Input
....
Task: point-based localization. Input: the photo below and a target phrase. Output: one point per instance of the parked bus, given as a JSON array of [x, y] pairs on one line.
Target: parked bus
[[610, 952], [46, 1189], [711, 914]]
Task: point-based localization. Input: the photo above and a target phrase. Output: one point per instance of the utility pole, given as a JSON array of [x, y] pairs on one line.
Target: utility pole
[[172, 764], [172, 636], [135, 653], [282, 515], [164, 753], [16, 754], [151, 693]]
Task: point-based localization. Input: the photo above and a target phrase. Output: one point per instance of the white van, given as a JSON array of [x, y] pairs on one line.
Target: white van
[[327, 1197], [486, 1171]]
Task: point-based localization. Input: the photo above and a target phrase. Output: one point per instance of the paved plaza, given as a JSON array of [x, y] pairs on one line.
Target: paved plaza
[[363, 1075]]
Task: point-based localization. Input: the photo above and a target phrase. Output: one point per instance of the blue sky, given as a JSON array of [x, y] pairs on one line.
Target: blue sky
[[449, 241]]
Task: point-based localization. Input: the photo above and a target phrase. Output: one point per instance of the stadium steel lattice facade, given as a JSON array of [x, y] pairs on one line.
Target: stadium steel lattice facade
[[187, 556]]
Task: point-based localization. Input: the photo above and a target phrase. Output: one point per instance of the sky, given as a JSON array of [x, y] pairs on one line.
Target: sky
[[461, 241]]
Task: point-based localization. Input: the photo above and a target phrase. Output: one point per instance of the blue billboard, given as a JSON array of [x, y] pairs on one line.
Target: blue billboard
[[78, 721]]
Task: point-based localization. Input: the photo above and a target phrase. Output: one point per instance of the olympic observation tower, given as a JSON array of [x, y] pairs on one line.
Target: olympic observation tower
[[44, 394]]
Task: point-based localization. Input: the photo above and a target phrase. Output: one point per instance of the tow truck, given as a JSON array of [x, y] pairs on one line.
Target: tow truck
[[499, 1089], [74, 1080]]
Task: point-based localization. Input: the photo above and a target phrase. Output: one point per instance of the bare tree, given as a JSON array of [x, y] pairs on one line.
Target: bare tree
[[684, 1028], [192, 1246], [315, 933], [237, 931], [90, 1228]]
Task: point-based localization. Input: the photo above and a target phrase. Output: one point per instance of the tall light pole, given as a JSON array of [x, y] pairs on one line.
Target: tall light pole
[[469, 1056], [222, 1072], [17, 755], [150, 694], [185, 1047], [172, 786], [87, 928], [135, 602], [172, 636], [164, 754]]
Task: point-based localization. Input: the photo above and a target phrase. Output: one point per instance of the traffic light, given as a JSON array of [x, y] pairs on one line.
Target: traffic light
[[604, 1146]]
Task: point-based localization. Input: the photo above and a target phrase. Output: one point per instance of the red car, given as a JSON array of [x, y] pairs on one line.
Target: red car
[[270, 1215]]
....
What you will do
Convert the items above into a two-column CSV with the headers item_text and answer. Start at the beginning of the items and end with the line containing "[[610, 952], [46, 1189], [711, 914]]", including that line, and give one row per item, with its text and its answer each in a single quoted field and line breaks replaced by spaces.

Solution for this exercise
item_text,answer
"Task: point-based localization. Input: the photo below and a target phrase. Output: one point per instance of the parked bus, given as a JSON array of [x, y] pairs on one line. Target: parked bus","[[610, 952], [46, 1189], [711, 914]]"